• Written instruction
The lines to extract begin at the one containing "Would you mind indicating the tree shadow" and run to the end of the listing; set them down exactly and alone.

• Provided information
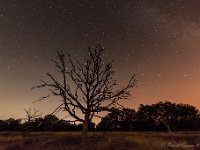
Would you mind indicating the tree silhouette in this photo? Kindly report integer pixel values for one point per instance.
(168, 116)
(94, 87)
(118, 120)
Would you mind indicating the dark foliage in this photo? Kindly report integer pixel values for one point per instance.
(162, 116)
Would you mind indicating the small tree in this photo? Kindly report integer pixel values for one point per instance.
(31, 114)
(93, 89)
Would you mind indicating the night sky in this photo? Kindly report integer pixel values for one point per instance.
(157, 40)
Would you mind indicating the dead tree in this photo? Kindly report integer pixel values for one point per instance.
(92, 88)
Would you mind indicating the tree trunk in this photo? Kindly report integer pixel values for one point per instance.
(85, 126)
(168, 128)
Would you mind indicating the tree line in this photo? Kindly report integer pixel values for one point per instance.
(162, 116)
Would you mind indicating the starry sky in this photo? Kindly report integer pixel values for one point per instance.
(157, 40)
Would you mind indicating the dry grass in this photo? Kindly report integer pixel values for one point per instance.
(100, 141)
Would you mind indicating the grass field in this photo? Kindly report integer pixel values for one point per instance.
(100, 141)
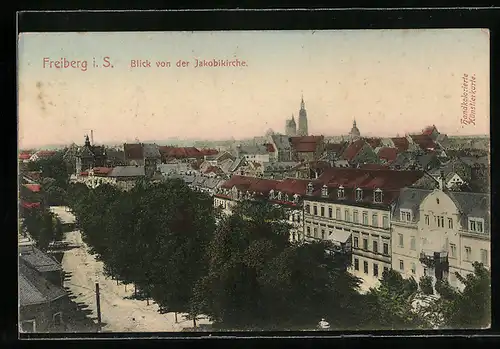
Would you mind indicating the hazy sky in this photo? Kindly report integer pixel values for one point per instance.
(391, 81)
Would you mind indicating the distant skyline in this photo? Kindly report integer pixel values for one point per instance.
(391, 81)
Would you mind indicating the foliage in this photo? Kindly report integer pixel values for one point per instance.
(42, 226)
(426, 285)
(52, 167)
(471, 307)
(390, 306)
(257, 279)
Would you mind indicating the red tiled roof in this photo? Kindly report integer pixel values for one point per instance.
(270, 148)
(45, 153)
(428, 130)
(214, 169)
(374, 167)
(353, 149)
(306, 144)
(388, 154)
(424, 141)
(33, 187)
(207, 151)
(133, 151)
(390, 182)
(35, 175)
(24, 156)
(373, 142)
(401, 143)
(30, 204)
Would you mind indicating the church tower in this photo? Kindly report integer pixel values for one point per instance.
(302, 131)
(291, 127)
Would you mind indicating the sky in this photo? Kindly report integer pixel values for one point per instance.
(390, 81)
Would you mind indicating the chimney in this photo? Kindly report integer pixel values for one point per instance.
(441, 180)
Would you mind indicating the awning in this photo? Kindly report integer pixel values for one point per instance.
(339, 236)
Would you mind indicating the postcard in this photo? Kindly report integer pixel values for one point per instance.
(329, 180)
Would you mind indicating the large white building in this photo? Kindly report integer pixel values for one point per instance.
(438, 233)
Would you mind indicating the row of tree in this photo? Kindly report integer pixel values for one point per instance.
(243, 272)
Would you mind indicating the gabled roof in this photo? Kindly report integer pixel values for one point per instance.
(424, 141)
(133, 151)
(34, 289)
(401, 143)
(353, 149)
(387, 154)
(38, 260)
(127, 171)
(306, 144)
(373, 142)
(33, 187)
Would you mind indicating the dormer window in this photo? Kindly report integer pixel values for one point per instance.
(309, 188)
(324, 191)
(340, 192)
(359, 194)
(377, 196)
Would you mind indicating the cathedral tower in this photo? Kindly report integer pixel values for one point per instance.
(291, 127)
(302, 130)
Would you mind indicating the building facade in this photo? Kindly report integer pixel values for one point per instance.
(439, 233)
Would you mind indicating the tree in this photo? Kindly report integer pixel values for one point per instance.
(257, 279)
(471, 307)
(391, 305)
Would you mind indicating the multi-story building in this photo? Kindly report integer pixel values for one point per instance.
(287, 193)
(439, 232)
(353, 206)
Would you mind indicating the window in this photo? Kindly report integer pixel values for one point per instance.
(484, 257)
(340, 192)
(28, 326)
(413, 244)
(468, 253)
(405, 215)
(453, 250)
(385, 222)
(359, 194)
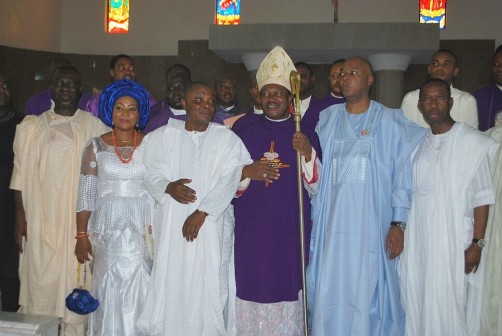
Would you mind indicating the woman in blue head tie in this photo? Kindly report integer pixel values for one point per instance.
(114, 211)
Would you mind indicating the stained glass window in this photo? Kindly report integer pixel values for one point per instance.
(117, 18)
(433, 11)
(228, 12)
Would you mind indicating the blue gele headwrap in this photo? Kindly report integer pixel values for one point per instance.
(121, 88)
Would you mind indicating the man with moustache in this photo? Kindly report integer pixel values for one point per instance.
(334, 97)
(441, 272)
(47, 156)
(193, 169)
(444, 65)
(360, 205)
(489, 98)
(267, 238)
(9, 255)
(178, 76)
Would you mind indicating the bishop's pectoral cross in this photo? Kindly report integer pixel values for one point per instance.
(272, 159)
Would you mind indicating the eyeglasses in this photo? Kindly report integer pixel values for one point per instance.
(122, 68)
(438, 99)
(71, 84)
(227, 86)
(267, 94)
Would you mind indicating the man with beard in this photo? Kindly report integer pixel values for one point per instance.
(9, 256)
(311, 117)
(489, 98)
(178, 77)
(441, 269)
(42, 101)
(121, 66)
(47, 156)
(193, 169)
(360, 206)
(444, 65)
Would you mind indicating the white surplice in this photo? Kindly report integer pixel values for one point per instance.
(193, 283)
(451, 177)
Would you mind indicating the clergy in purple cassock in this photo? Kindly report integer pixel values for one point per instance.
(489, 98)
(360, 204)
(121, 67)
(267, 235)
(255, 111)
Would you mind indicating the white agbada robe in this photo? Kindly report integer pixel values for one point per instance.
(193, 283)
(48, 151)
(451, 177)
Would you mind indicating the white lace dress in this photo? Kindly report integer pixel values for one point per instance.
(121, 209)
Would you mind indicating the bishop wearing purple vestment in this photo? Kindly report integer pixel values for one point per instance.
(267, 237)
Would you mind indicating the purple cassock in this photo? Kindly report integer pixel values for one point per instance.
(93, 103)
(249, 118)
(160, 114)
(311, 116)
(41, 102)
(489, 101)
(267, 241)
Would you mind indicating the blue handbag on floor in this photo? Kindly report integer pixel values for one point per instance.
(80, 301)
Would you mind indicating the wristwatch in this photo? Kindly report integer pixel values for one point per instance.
(400, 225)
(480, 242)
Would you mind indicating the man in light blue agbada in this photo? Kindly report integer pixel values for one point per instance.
(362, 194)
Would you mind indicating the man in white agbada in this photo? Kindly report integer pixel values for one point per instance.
(444, 65)
(441, 268)
(491, 311)
(48, 151)
(193, 170)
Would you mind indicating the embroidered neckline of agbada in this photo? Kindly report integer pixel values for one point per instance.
(117, 150)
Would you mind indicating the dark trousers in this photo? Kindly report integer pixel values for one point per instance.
(10, 294)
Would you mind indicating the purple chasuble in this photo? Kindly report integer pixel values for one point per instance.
(220, 114)
(160, 114)
(489, 100)
(311, 117)
(41, 102)
(267, 239)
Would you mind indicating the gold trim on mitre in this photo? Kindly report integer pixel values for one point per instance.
(275, 69)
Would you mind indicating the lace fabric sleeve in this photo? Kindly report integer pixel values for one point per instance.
(87, 188)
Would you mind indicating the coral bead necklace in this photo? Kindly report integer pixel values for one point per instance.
(117, 150)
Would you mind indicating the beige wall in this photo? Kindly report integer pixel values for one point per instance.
(157, 25)
(31, 24)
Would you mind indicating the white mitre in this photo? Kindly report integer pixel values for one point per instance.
(275, 69)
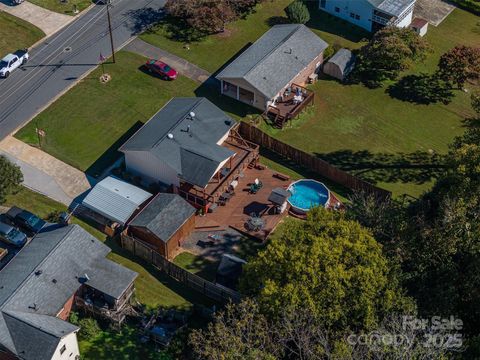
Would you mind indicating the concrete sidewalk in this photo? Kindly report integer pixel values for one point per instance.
(184, 67)
(47, 21)
(44, 173)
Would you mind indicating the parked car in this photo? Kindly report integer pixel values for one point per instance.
(12, 62)
(12, 236)
(25, 220)
(160, 68)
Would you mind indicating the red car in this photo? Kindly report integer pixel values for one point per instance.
(162, 69)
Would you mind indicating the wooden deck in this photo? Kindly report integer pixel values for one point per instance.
(237, 210)
(287, 109)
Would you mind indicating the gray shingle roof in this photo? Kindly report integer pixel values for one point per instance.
(275, 58)
(38, 281)
(164, 215)
(115, 199)
(392, 7)
(193, 151)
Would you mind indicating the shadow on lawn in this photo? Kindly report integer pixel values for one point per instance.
(417, 167)
(320, 20)
(111, 154)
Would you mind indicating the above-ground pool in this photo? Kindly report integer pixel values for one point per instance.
(307, 194)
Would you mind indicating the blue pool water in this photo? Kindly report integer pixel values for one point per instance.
(307, 194)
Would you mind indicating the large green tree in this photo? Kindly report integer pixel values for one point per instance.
(10, 178)
(329, 265)
(460, 64)
(390, 51)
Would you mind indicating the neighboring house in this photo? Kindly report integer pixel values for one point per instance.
(164, 223)
(285, 55)
(372, 15)
(115, 200)
(340, 64)
(191, 146)
(62, 267)
(229, 271)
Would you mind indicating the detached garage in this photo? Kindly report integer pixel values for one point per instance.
(340, 65)
(164, 223)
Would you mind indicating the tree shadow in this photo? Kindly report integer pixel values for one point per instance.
(111, 154)
(277, 20)
(144, 19)
(322, 21)
(177, 287)
(421, 89)
(418, 167)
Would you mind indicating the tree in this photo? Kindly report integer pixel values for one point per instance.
(297, 12)
(239, 332)
(460, 64)
(10, 178)
(475, 99)
(390, 51)
(329, 265)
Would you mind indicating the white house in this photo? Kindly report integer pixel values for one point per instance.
(371, 15)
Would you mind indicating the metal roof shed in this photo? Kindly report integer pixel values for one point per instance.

• Output for this task
Would you mind indicating the tree shadow in this photo? Kindly report integer pixel values for one point per instance.
(111, 154)
(277, 20)
(144, 19)
(322, 21)
(177, 287)
(421, 89)
(418, 167)
Would you mind indicating the tree in this photo? Kindly report integer pixel values for one point per instance.
(297, 12)
(239, 332)
(460, 64)
(10, 178)
(475, 99)
(390, 51)
(329, 265)
Would you mind indicating the white house in this photo? Kindly report integer pixel values for one point per instance.
(371, 15)
Would you mind indicating the metal roof shed in this photo? Kindly report integer pixel values for one point per instance.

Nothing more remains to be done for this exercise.